Analysts have said health system reform will create an incentive for smaller health plans to combine or sell to larger plans because of some of the requirements they face, along with the need to remain competitive by investing in health information technology. However, Harvard Pilgrim and Tufts did not give a reason why they were looking at a merger.
A joint statement from the two companies said, "This is the first step in a long process of due diligence for both organizations to internally review the potential for a transaction before reaching a final merger decision, which is anticipated sometime in the next several months."
Harvard Pilgrim has more than 1 million members in Massachusetts, Maine and New Hampshire. Tufts has about 735,500 in Massachusetts and Rhode Island.
Blue Cross Blue Shield of Massachusetts has more than 3 million members, so the combined Harvard Pilgrim-Tufts plan would be smaller, but would present more substantial competition for the big Blues than they do separately.

• • •

Assignment ▸ Write the next few sentences of the news item about the Harvard Pilgrim and Tufts merger talks, picking up after its last sentence.

• • •

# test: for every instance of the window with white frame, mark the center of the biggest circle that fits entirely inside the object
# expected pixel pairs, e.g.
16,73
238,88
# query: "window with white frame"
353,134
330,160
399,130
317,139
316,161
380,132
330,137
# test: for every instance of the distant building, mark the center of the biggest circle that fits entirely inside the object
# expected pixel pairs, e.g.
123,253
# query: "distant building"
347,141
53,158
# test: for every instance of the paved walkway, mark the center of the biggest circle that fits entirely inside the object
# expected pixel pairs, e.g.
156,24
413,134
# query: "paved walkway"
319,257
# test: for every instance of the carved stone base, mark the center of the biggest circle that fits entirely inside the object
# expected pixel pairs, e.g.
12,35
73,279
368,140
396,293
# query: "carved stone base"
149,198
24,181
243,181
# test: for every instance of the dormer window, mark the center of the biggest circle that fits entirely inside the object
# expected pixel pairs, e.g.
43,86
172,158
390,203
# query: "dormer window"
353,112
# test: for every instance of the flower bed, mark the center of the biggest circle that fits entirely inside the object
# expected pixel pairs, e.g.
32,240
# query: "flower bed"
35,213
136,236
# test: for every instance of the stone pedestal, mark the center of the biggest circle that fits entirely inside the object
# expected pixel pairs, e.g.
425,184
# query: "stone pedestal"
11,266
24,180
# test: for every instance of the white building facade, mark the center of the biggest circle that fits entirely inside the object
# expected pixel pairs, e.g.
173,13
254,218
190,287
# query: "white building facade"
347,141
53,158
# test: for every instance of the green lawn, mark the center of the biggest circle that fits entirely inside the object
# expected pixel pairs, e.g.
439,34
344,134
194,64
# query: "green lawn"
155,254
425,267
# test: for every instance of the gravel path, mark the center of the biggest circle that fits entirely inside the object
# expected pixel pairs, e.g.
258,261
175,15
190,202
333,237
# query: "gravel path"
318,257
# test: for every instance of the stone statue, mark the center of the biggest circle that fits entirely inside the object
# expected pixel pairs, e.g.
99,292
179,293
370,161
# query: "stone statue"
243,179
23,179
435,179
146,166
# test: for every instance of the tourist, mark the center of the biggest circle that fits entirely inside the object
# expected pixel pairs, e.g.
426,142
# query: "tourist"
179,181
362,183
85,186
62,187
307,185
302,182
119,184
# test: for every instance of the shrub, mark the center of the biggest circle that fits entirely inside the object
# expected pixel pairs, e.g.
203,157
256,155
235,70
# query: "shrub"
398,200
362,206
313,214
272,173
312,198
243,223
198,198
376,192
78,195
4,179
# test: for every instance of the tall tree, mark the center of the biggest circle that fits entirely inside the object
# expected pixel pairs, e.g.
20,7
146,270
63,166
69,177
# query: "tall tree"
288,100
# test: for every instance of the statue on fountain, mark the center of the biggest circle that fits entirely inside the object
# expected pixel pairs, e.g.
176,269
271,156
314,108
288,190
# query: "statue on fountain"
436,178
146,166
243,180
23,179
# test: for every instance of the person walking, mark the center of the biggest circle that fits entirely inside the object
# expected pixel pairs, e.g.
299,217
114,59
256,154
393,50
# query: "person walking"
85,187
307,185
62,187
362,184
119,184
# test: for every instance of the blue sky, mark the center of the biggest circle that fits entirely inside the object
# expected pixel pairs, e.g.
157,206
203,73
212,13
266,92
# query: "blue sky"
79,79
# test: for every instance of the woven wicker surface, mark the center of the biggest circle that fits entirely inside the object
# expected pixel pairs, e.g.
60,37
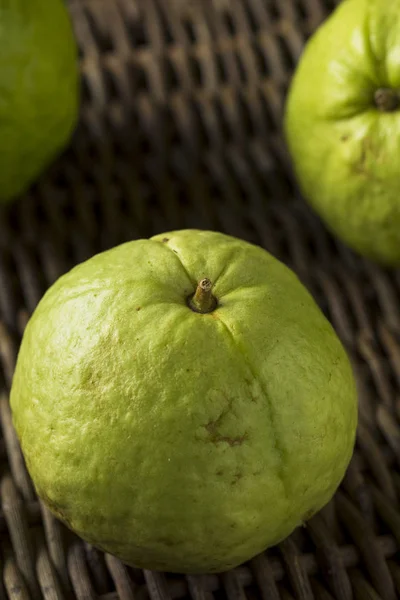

• • •

Reply to the task ▸
Harvard Pilgrim, Tufts and the Blues are nonprofit companies.
In a joint statement on Jan. 25, Harvard Pilgrim and Tufts said they hoped to drive down member costs by merging, though they didn't say how that would affect physician payments.
Massachusetts Attorney General Martha Coakley released a report in 2010 saying the power of the state's dominant hospital systems was responsible in part for high care costs.
Tufts and Harvard Pilgrim's statement said benefits of a merger were: "Ensuring access to high-quality health care, enhancing focus on medical outcomes and quality; avoiding duplicate spending on the administrative systems needed to implement government mandates; and creating efficiencies on technology investments -- thereby helping to keep health insurance premiums competitive."
Alice Coombs, MD, a critical care specialist and anesthesiologist from Sharon, Mass., who is president of the Massachusetts Medical Society, said she wasn't sure what the merger would mean to Massachusetts physicians. She said it could change the balance of power during contract negotiations between the new combined entity and hospitals and physicians, giving the insurer more clout.
On the other hand, "It may help Blue Cross Blue Shield to see there's another entity that's growing and looking to gain even greater market share," Dr. Coombs said. "That is going to introduce competition."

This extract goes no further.